• PROBLEM STATEMENT:
Please extract the passage of the Arizona adventuring tips text starting at "October 22nd, 2015" and ending at "fairly simple tips.", copying it word for word.

• PROVIDED TEXT:
########

Twelve Tips for Smart Adventuring in Arizona

Twelve Tips for Smart Adventuring in Arizona

October 22nd, 2015 12:39pm

Arizona is a fantastic place to hike, bike, rock-climb, kayak, raft and canyoneer. It is one of the most beautiful places to adventure in the lower 48 and at the same time, one of the harshest and most unforgiving places to play. Every year far too many visitors get into trouble because they don’t follow some fairly simple tips.

 

I used to work as a rock climbing guide for 360 Adventures as well as a back packing and canoeing guide over the years. I now own a small business (HQ98.com) selling two-way radios to businesses and guide companies across the country. I am also a Preventive Search and Rescue volunteer for the Grand Canyon National Park. Our job in that program is to help hikers enjoy the splendor of that magnificent park while staying safe.  In this article, I’m going to offer you so of the same advice we offer to our park visitors.

 

1. Check the weather before you go.

########

• GIVEN INFORMATION:
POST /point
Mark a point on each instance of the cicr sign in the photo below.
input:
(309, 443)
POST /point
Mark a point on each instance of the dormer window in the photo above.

########

• SOLUTION FOR THIS TASK:
October 22nd, 2015 12:39pm

Arizona is a fantastic place to hike, bike, rock-climb, kayak, raft and canyoneer. It is one of the most beautiful places to adventure in the lower 48 and at the same time, one of the harshest and most unforgiving places to play. Every year far too many visitors get into trouble because they don’t follow some fairly simple tips.